- Opening Delimiter -

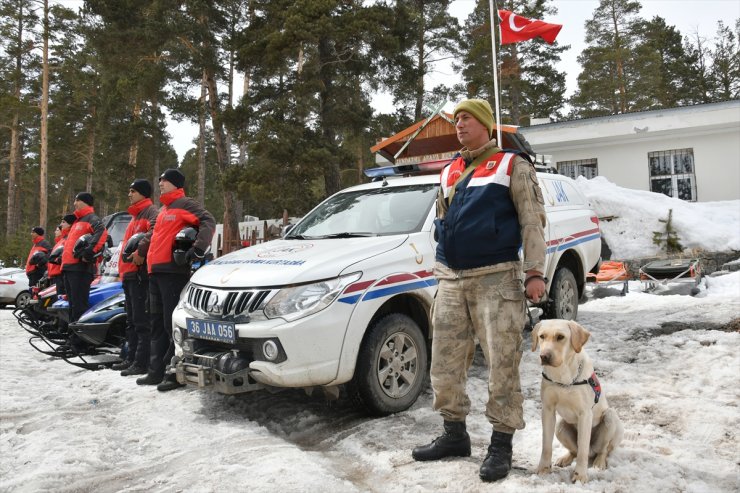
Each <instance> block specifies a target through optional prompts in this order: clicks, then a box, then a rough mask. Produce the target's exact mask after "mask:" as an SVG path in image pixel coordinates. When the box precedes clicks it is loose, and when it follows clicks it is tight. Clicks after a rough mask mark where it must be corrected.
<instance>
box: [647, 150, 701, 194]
mask: <svg viewBox="0 0 740 493" xmlns="http://www.w3.org/2000/svg"><path fill="white" fill-rule="evenodd" d="M648 163H649V166H650V191H651V192H657V193H662V194H665V195H668V196H669V197H675V198H677V199H681V200H688V201H692V202H695V201H696V176H695V175H694V150H693V149H673V150H670V151H657V152H649V153H648Z"/></svg>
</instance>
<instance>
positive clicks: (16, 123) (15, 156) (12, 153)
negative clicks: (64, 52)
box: [5, 4, 23, 238]
mask: <svg viewBox="0 0 740 493" xmlns="http://www.w3.org/2000/svg"><path fill="white" fill-rule="evenodd" d="M20 9H21V10H20V12H19V13H18V40H19V44H20V42H21V40H22V39H23V5H22V4H21V5H20ZM22 75H23V58H22V53H21V51H20V50H19V51H18V53H17V54H16V57H15V73H14V79H15V80H14V81H13V82H14V84H15V91H14V97H15V100H16V102H17V103H18V106H20V101H21V76H22ZM19 111H20V110H19V109H18V107H16V108H15V109H14V110H13V122H12V123H11V125H10V155H9V156H8V168H9V170H8V217H7V219H6V221H5V236H6V237H8V238H9V237H10V236H11V235H13V234H14V233H15V229H16V227H17V225H18V212H19V208H18V207H17V204H18V201H17V197H18V193H17V192H18V183H17V180H18V172H19V171H20V167H21V146H20V141H21V137H20V130H19V128H18V126H19V124H20V115H19Z"/></svg>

- Closing Delimiter -

▶ [BRIEF]: Output all the material verbatim, skipping every image.

▶ [OUTPUT FOR THIS TASK]:
Each <instance> block specifies a target through optional prompts in this order: clicks, then a box, then a rough mask. Produce the target's exact mask after "mask:" as an SVG path in image pixel coordinates. When the box precedes clicks it is loose, and when it follows clicks it is tight. Clicks after a rough mask mark where it must be corrected.
<instance>
box: [647, 150, 701, 194]
mask: <svg viewBox="0 0 740 493" xmlns="http://www.w3.org/2000/svg"><path fill="white" fill-rule="evenodd" d="M648 163H649V166H650V191H651V192H657V193H662V194H665V195H668V196H669V197H675V198H677V199H681V200H688V201H692V202H695V201H696V176H695V175H694V150H693V149H673V150H670V151H657V152H649V153H648Z"/></svg>
</instance>
<instance>
positive clicks: (16, 123) (15, 156) (12, 153)
negative clicks: (64, 52)
box: [5, 4, 23, 238]
mask: <svg viewBox="0 0 740 493" xmlns="http://www.w3.org/2000/svg"><path fill="white" fill-rule="evenodd" d="M20 9H21V10H20V12H19V13H18V40H19V44H20V42H21V40H22V39H23V5H22V4H21V5H20ZM22 75H23V58H22V53H21V51H20V50H19V51H18V53H17V54H16V57H15V73H14V79H15V80H14V81H13V82H14V84H15V91H14V97H15V100H16V102H17V103H18V106H20V101H21V76H22ZM19 111H20V110H19V109H18V107H16V108H15V109H14V110H13V122H12V123H11V125H10V155H9V156H8V168H9V170H8V217H7V219H6V221H5V236H6V237H8V238H9V237H10V236H11V235H13V234H14V233H15V229H16V227H17V225H18V212H19V208H18V207H17V204H18V201H17V197H18V193H17V192H18V183H17V180H18V172H19V171H20V167H21V146H20V141H21V137H20V130H19V128H18V126H19V124H20V115H19Z"/></svg>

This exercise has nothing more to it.